* What the task asks *
The answer should contain all of the records below, each one copied word for word.

[Data items]
━━━━

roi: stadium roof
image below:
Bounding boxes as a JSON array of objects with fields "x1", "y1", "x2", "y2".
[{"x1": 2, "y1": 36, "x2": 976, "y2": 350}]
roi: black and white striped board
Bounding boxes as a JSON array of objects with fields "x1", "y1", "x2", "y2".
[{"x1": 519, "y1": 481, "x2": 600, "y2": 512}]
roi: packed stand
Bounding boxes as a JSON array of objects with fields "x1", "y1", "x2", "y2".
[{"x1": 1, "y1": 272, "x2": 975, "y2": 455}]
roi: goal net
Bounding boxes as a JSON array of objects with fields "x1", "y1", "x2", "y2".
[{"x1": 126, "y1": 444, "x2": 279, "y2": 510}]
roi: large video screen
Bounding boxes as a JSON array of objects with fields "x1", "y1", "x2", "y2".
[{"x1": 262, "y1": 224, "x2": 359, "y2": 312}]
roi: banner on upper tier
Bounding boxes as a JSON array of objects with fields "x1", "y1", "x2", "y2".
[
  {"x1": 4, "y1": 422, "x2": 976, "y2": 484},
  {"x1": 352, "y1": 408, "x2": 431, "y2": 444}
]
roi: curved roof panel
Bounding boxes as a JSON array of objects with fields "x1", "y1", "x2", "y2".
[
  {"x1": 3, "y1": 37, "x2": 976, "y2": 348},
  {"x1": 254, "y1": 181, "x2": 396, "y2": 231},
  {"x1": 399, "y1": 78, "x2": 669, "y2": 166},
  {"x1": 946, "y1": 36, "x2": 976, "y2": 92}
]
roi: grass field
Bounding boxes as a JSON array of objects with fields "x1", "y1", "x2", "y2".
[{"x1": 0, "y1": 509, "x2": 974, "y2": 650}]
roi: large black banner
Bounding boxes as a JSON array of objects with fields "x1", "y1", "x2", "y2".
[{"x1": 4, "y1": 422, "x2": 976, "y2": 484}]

━━━━

* Solution for this task *
roi: stadium roof
image below:
Bounding boxes as a JSON array of objects with fields "x1", "y1", "x2", "y2".
[{"x1": 2, "y1": 36, "x2": 976, "y2": 350}]
roi: black and white striped board
Bounding boxes as a JSON array of objects with fields "x1", "y1", "x2", "y2".
[{"x1": 519, "y1": 481, "x2": 600, "y2": 512}]
roi: packed stand
Bounding boxes as a JSON array of objects with fields "x1", "y1", "x2", "y2".
[{"x1": 1, "y1": 272, "x2": 975, "y2": 455}]
roi: goal net
Bounding boxes as a JSON array of objects with fields "x1", "y1", "x2", "y2".
[{"x1": 126, "y1": 444, "x2": 279, "y2": 510}]
roi: large video screen
Bounding boxes as a JSON array of objects with fields "x1", "y1", "x2", "y2".
[{"x1": 262, "y1": 224, "x2": 359, "y2": 312}]
roi: banner on upper tier
Bounding boxes as a JSON array of objects with fields "x1", "y1", "x2", "y2".
[
  {"x1": 4, "y1": 422, "x2": 976, "y2": 484},
  {"x1": 352, "y1": 408, "x2": 431, "y2": 444}
]
roi: curved roof panel
Bounding boxes as a JSON array of objects with fields "x1", "y1", "x2", "y2".
[
  {"x1": 3, "y1": 37, "x2": 976, "y2": 348},
  {"x1": 254, "y1": 181, "x2": 396, "y2": 231},
  {"x1": 399, "y1": 78, "x2": 669, "y2": 166},
  {"x1": 946, "y1": 36, "x2": 976, "y2": 92}
]
roi: grass field
Bounding boxes as a JSON array of objects with fields "x1", "y1", "x2", "y2".
[{"x1": 0, "y1": 509, "x2": 974, "y2": 650}]
roi: large black banner
Bounding boxes as a JSON array of objects with fields "x1", "y1", "x2", "y2".
[{"x1": 4, "y1": 422, "x2": 976, "y2": 484}]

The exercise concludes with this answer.